▶ Records provided:
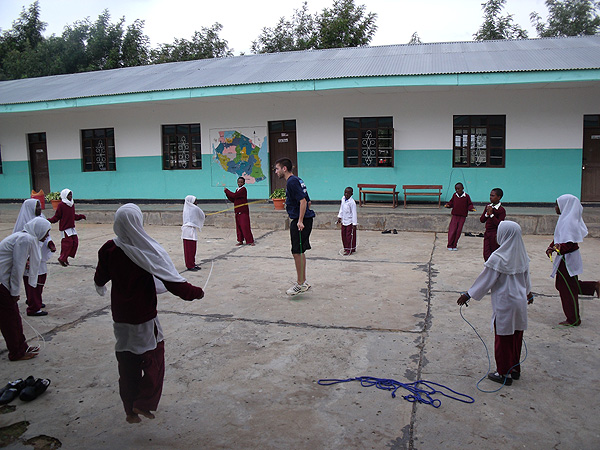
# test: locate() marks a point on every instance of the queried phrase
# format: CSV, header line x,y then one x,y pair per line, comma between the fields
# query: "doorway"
x,y
282,144
590,178
38,159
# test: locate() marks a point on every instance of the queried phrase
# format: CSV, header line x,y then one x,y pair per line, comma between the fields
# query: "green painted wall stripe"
x,y
323,172
469,79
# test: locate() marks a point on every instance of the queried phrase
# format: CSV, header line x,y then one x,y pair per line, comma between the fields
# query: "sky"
x,y
243,20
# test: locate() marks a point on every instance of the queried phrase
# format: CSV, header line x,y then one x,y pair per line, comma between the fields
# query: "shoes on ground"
x,y
32,392
495,376
298,289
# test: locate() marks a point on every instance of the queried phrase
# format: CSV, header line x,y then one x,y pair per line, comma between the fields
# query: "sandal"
x,y
32,392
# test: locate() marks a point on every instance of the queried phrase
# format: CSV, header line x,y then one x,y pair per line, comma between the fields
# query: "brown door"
x,y
282,144
590,180
38,157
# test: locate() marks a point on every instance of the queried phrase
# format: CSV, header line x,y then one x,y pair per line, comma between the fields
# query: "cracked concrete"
x,y
243,363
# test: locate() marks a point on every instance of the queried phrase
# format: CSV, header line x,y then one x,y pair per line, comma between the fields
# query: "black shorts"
x,y
300,240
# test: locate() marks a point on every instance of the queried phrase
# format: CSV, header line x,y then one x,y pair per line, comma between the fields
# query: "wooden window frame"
x,y
370,133
465,132
94,142
179,143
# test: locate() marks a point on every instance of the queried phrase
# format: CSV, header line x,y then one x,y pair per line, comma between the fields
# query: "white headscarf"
x,y
38,228
570,226
26,213
63,196
192,215
511,257
141,248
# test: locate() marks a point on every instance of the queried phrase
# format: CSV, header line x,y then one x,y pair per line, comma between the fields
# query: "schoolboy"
x,y
461,204
492,215
347,217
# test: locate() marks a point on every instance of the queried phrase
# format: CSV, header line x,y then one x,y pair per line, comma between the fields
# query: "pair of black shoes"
x,y
27,389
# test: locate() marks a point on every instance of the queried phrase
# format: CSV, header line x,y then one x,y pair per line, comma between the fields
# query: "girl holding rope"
x,y
570,230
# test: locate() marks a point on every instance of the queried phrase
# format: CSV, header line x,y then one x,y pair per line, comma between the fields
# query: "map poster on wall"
x,y
238,152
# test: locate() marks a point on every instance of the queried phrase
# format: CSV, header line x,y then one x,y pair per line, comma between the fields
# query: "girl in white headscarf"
x,y
137,264
193,221
570,230
30,209
506,274
65,216
15,250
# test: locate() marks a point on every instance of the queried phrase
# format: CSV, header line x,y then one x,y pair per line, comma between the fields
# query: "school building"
x,y
523,115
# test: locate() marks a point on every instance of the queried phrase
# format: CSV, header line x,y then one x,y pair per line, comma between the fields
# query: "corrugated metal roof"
x,y
527,55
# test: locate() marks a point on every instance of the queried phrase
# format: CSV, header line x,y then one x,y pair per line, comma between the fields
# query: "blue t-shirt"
x,y
295,190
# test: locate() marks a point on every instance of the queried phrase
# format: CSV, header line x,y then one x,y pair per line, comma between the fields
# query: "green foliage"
x,y
278,193
344,25
87,46
568,18
204,44
415,39
495,26
288,35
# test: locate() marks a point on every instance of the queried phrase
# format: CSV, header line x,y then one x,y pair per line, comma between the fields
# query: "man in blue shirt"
x,y
297,204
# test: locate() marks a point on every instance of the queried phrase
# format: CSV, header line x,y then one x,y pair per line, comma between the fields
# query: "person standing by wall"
x,y
297,205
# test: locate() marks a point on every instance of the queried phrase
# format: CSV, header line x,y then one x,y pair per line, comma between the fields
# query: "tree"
x,y
568,18
495,26
415,39
204,44
344,25
288,35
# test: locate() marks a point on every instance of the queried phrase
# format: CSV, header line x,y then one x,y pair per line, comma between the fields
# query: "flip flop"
x,y
32,392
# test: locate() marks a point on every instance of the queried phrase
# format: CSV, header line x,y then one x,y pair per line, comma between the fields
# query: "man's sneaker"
x,y
298,288
295,289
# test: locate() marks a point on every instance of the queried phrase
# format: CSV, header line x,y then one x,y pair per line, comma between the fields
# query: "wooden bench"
x,y
423,189
379,189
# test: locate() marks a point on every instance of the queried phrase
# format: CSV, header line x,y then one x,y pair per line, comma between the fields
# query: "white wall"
x,y
536,118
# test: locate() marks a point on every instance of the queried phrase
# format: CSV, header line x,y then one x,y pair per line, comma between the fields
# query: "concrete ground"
x,y
242,364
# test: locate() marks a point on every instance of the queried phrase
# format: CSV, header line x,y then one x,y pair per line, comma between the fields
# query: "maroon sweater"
x,y
460,205
240,197
491,223
66,215
133,293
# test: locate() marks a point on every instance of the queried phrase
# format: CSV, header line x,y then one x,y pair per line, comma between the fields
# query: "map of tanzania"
x,y
239,152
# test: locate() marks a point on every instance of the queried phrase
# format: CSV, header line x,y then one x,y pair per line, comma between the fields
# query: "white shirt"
x,y
137,338
348,212
509,298
14,251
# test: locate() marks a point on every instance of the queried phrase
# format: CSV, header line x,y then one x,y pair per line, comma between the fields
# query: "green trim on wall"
x,y
323,173
467,79
326,178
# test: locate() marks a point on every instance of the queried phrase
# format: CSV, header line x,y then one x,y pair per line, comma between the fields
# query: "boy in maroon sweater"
x,y
242,212
492,215
65,213
461,204
138,266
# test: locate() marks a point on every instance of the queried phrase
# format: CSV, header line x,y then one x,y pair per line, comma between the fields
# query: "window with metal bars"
x,y
479,141
368,142
181,147
98,149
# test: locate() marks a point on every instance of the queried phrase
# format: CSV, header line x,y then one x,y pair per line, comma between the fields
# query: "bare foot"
x,y
146,414
133,418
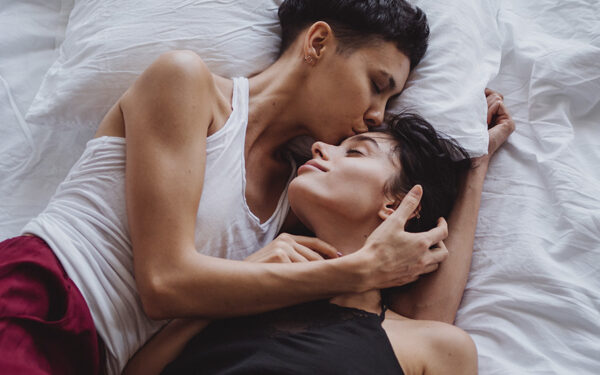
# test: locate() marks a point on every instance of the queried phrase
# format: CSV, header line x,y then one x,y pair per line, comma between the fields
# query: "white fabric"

▶ Stated problem: Exactly reproduce the entries above, minus the pictures.

▶ Answer below:
# test: locate() marks a point on every instance of the queried phrase
# format: CSV, header line x,y then one x,y pair per line, comma between the fields
# query: "doorway"
x,y
282,144
590,178
38,159
# test: locate() marks a point on every instance of the queried phrase
# format: CSV, header line x,y then one x,y pair per line, comma between the fields
# query: "green painted wall stripe"
x,y
323,172
469,79
# test: locate() marks a point on every instance of the queried phrase
# format: CSV, header line x,y then one x,y pair per line, comma between the fields
# query: "sky"
x,y
243,20
# test: locate() marks a point on every instance of the queried phrase
# format: CSV, header line x,y then one x,y pair per line, comma between the fields
# query: "shoes on ground"
x,y
32,392
495,376
298,289
# test: locate() marks a point on every instance of the queried phrase
# format: CSV, header line x,y then one x,y pair per line, comma between the fields
# query: "sandal"
x,y
32,392
# test: locate() marks a point on every instance of the queried phrase
# format: CSV, header line x,y then one x,y pair per line, comma between the fields
# query: "brown door"
x,y
282,144
590,180
38,157
# test: locate() marks a point on every instance of the queried phrase
# format: CSV, header line x,y then one x,y pair per line, comma between the fields
# query: "cracked concrete"
x,y
243,363
# test: locate() marks a point on every instance of the queried phrase
# format: CSV, header line x,y then one x,y pair per line, comma between the fields
# query: "black shorts"
x,y
300,240
# test: locate() marks a point on every instance of the queried phrase
# format: CSV, header line x,y then one x,y pair per line, comma between the fields
# query: "wooden window frame"
x,y
370,133
465,132
94,142
179,143
# test: locate() marks a point on every instance of the queried phrase
# format: CSV, header line x,y then one x,y pair per line, comma between the fields
# query: "white headscarf"
x,y
38,228
570,226
26,213
63,196
192,215
511,257
141,248
# test: locate() marks a point on every instance of the queried phrase
# format: CSV, header line x,y then one x,y pair per line, comma between the fields
# query: "schoolboy"
x,y
461,204
492,215
347,217
# test: locate() marks a point on every instance of the queried phrase
# format: CSV, header line x,y then one x,y pair per line, comma between the fields
# query: "pair of black shoes"
x,y
27,389
# test: locate() marks a point on every instance of the queried phrase
# format: CSV, header line x,y then one x,y pair per line, comma between the fields
# query: "girl holding rope"
x,y
570,230
# test: locate() marks a point on every instance of the queried phrase
# format: CSV, header line x,y then one x,y pair per line, comma between the fields
# query: "map poster on wall"
x,y
238,152
# test: locate() marks a point on every instance of the queried phrase
# format: CSV, header line x,y then one x,y pair per line, comma between the fields
# query: "girl in white headscarf"
x,y
137,264
193,221
570,230
30,209
506,274
65,216
15,250
# test: locate() marks a point on every instance of the queried phrase
# format: CSV, header line x,y then one x,y pair per line, comma between the fields
# query: "school building"
x,y
523,115
# test: locate() marks a point on every instance of the queried phrase
# format: CSV, header line x,y then one x,y pair per line, comma between the fields
# query: "corrugated metal roof"
x,y
527,55
# test: locate() marks a point on every instance of the queried phrase
# format: CSV, header line x,y then one x,y pair per line, comma between the fields
# query: "blue t-shirt"
x,y
295,190
# test: locate() marks a point on every instance of the queried phrase
# format: CSV, header line x,y then one x,y pair per line, comma between the fields
# query: "green foliage"
x,y
278,193
344,25
87,46
568,18
204,44
415,39
495,26
288,35
# test: locate() marks a point on every instance of the queried phrase
# format: CSV, header line x,y then one x,y pair per line, comma between the fields
# query: "man in blue shirt"
x,y
297,204
# test: locate() marks a point on every instance of the queried phrase
# format: CSV, header line x,y then one x,y pair per line, comma between the fields
# query: "person standing by wall"
x,y
297,205
# test: locate() marks a point on every instance of the queried phrase
# format: CSV, header line x,y then one x,y pair per line, comma between the fields
# query: "tree"
x,y
568,18
495,26
415,39
204,44
344,25
288,35
# test: locate() marks a point on every instance of the queried phrase
# format: CSV, header line x,y then one x,y pair per line, comma between the fields
# query: "flip flop"
x,y
32,392
# test: locate() marks a point on every instance of the queried phrase
# format: CSV, header line x,y then one x,y pair per line, comma between the fields
# query: "man's sneaker"
x,y
298,288
295,289
# test: locate() marks a point on every instance of the queried phrase
# format: CSV, header line x,y then one x,y pair per line, comma between the fields
# query: "wooden bench"
x,y
423,189
379,189
# test: locate() marks a point on every instance of the queried phrase
# format: CSV, header line x,y then one x,y pair per line, comma between the fields
# query: "white wall"
x,y
536,118
# test: locate() marks a point on every instance of the queried phrase
# format: CSV, header line x,y then one x,y pair per line, comma between the fields
# query: "concrete ground"
x,y
242,364
# test: locate() marks a point on every instance of the queried phrase
# format: CSV, header line x,y then one x,y pair per line, comma between the fields
# query: "maroon sweater"
x,y
460,205
240,197
491,223
66,215
133,293
# test: locate() marks a point on every instance of the queried phrase
# format: CSV, header line x,y then one x,y pair per line, comma between the fields
# query: "map of tanzania"
x,y
239,152
# test: locate() marks a point on every instance of the queried phrase
# format: CSV, header line x,y then one x,y pair per line, comma between the fields
# query: "white shirt"
x,y
137,338
348,212
509,298
14,251
# test: locate() marks a point on every instance of the queried phrase
# format: CSV, header line x,y then one x,y pair per line, comma between the fields
# query: "green trim on wall"
x,y
323,173
467,79
326,178
# test: locate() marks a point on every instance of the queried phrase
# format: CSV, header line x,y then one x,y pair per line, comma between the fields
# query: "boy in maroon sweater"
x,y
242,212
492,215
65,213
461,204
138,266
# test: locate() marks a point on every instance of the queried phrase
# format: CSV, header line x,y then one x,y pair per line, comma between the fields
# query: "window with metal bars"
x,y
479,141
368,142
181,147
98,149
# test: locate() marks a point on every instance of the queried phrase
# format: CSV, header line x,y then one x,y pair per line, comma between the fields
# query: "bare foot"
x,y
146,414
133,418
# test: locate() marks a point on every instance of the queried phrase
# format: CSV, header line x,y then one x,y pair per line, comma between the fields
# query: "white fabric"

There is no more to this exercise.